DOCUMENT SEGMENT:
Phebe Hunter to Dolley Payne Madison, 22 March 1813 (Abstract)

§ Phebe Hunter to Dolley Payne Madison

22 Mar. 1813, Philadelphia. Introduces herself as the daughter of Dolley Madison’s “old friend, Mary Bryant.” Requests “counsel” for a friend, Mrs. Auchincloss of New York, whose husband is an alien and a merchant but “attends no public meetings, belongs to no political society, has neither imported nor exported for two years past, and has petitioned to be admitted a Citizen of the U. S.”1 Having been “advised by her friends to apply to the President for relief” and “informed Mr. Auchincloss’ is one of the particular cases excepted in the proclamation,” his wife “wishes to present herself to Mr. Madison, to solicit, as an act of lenity, that he may be allowed to remain quietly at his home.”2

RC (owned by Mrs. George B. Cutts, Wellesley, Mass., 1982). 1 p.

1Hunter referred to Hugh Auchincloss, who had lived in the United States since 1803 (DNA: RG 59, War of 1812 Papers, U.S. Marshals’ Returns of Enemy Aliens and Prisoners of War, Part I).

REQUIRED WORK:
[A] According to the letter abstract, what does the friend's husband do or not do? List each of these statements.
[B] In the letter abstract, since what year had Hugh Auchincloss lived in the United States?
[C] Write out the letter abstract between "1Hunter referred to" and "War, Part I).", inclusive.

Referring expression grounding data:
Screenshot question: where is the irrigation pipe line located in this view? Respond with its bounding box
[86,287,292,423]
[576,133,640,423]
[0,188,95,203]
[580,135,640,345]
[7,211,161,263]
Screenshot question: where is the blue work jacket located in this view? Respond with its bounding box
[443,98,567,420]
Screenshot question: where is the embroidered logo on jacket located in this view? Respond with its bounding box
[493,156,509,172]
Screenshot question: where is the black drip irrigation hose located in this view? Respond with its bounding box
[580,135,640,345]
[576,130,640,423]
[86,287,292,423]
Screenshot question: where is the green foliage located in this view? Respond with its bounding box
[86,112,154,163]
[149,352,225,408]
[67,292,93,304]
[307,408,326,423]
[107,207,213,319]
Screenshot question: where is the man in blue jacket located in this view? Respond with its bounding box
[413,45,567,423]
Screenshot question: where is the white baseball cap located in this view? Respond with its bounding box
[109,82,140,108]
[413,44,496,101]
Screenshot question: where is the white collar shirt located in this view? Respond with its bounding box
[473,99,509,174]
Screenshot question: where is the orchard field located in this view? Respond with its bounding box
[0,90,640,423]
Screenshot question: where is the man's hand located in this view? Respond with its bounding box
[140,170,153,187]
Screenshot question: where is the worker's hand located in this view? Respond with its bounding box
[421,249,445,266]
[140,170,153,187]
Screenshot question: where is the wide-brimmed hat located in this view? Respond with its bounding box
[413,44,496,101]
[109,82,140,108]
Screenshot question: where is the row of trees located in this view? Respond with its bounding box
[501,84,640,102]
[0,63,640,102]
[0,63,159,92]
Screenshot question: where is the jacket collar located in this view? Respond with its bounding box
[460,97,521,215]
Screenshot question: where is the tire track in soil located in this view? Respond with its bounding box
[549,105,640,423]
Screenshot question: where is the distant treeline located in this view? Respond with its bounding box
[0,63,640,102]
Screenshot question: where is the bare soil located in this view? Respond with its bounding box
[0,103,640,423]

--

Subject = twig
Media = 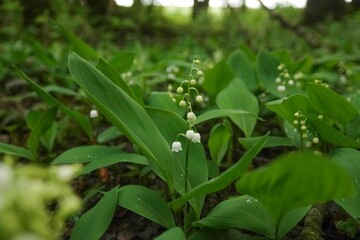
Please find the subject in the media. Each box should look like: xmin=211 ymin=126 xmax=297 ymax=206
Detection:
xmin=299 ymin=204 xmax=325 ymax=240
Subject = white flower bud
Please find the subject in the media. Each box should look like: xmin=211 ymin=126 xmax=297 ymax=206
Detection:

---

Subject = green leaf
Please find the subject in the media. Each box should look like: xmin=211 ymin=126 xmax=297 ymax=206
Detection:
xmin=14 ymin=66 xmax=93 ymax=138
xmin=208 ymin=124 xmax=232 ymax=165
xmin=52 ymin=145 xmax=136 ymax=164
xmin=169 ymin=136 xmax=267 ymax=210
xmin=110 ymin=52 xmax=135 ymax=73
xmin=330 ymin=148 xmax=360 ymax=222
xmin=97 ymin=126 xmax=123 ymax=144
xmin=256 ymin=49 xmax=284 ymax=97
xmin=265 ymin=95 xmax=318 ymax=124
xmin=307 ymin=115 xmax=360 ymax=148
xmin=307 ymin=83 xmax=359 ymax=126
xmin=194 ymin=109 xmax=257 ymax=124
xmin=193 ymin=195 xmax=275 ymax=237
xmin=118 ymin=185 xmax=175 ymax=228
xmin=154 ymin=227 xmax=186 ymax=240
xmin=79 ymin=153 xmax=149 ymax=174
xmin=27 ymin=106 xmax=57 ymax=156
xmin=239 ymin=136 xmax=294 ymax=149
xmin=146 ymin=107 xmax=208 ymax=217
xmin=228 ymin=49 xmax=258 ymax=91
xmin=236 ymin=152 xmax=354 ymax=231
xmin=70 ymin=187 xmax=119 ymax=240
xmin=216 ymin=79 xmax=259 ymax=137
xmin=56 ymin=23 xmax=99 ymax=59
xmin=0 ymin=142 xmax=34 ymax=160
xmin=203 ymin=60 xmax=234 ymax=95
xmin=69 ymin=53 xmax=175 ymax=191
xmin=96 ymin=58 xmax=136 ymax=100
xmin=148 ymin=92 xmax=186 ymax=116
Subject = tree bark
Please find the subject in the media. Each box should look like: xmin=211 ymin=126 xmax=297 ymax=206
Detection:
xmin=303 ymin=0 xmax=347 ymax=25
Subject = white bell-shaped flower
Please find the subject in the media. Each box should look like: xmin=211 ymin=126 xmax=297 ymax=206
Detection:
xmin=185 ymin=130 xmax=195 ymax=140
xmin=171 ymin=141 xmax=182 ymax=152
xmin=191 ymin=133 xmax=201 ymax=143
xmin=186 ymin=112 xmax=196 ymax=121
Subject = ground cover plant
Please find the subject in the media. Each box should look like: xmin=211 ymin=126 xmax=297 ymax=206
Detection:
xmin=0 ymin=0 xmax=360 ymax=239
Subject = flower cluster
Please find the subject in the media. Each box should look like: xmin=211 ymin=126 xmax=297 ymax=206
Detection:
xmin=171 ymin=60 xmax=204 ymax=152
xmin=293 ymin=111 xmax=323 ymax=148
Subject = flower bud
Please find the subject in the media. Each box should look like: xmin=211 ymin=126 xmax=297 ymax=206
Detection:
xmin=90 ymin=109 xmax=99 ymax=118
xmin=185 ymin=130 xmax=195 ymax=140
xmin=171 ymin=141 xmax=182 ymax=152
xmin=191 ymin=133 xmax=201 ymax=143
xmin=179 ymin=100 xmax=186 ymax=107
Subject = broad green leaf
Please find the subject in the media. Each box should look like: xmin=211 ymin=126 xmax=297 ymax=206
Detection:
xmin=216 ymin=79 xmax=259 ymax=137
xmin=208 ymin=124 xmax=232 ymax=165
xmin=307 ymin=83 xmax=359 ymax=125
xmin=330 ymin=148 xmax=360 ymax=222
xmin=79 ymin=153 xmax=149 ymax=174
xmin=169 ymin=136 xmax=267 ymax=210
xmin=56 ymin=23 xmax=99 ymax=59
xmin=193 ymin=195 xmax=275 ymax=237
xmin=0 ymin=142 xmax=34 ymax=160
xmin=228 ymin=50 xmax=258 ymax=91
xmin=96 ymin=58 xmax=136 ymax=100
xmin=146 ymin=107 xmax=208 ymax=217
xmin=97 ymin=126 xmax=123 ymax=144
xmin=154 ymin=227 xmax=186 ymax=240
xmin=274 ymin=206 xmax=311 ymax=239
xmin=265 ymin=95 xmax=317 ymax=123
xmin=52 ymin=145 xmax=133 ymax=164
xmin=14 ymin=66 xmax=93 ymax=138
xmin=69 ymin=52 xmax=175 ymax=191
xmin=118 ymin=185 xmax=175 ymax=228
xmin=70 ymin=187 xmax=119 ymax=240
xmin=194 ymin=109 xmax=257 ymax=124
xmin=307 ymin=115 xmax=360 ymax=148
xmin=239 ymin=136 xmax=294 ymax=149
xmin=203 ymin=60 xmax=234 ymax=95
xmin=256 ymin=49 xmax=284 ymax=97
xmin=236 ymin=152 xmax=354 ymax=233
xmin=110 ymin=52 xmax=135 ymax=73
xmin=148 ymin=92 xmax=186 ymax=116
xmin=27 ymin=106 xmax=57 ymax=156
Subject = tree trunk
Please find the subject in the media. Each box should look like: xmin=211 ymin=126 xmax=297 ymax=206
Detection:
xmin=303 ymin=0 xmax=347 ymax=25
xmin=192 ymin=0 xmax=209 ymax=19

TASK-BY-TASK SOLUTIONS:
[A]
He attends no public meetings.
He belongs to no political society.
He has neither imported nor exported for two years past.
He has petitioned to be admitted a Citizen of the U. S.

[B] 1803

[C]
1Hunter referred to Hugh Auchincloss, who had lived in the United States since 1803 (DNA: RG 59, War of 1812 Papers, U.S. Marshals’ Returns of Enemy Aliens and Prisoners of War, Part I).